● **Exercise goal**: Reproduce word for word everything from "In the past, the" down to "for certified instructors." in the passage about the safe sleep training program.

● **Selected text**:
-- Opening Marker --
In other states, it's far worse, said Schmidt. As word has gotten out about the Safe Sleep Instructor Program - through publications and conference presentations - Schmidt has heard from health officials in other states who are interested in receiving similar training. Individuals from Mississippi, which has the nation's highest infant mortality rate, have inquired about this year's training, which is being made possible with the federal grant money.

In the past, the safe sleep training program has been supported by grants from the March of Dimes, the KDHE, the KIDS Network and smaller grants, Schmidt said. Those grants funded training for only Kansas instructors. The new federal funds will help develop standardized curriculum materials for national dissemination, expand training conferences for the next three years and allow enrollment from other states interested in the training, and support continuing education for certified instructors.

With its train-the-trainer concept - where certified instructors go on to teach other professionals as well as families in their communities - the safe sleep program has had a wide-reaching ripple effect, said Schmidt, who also is the director of research and associate research professor in the Department of Pediatrics at KU School of Medicine-Wichita.
-- Closing Marker --
● **Available data**:
-- Opening Marker --
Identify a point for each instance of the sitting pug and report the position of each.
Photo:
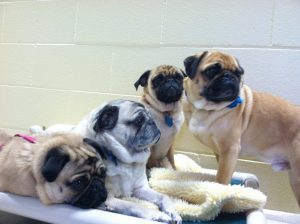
-- Closing Marker --
● **Solution**:
In the past, the safe sleep training program has been supported by grants from the March of Dimes, the KDHE, the KIDS Network and smaller grants, Schmidt said. Those grants funded training for only Kansas instructors. The new federal funds will help develop standardized curriculum materials for national dissemination, expand training conferences for the next three years and allow enrollment from other states interested in the training, and support continuing education for certified instructors.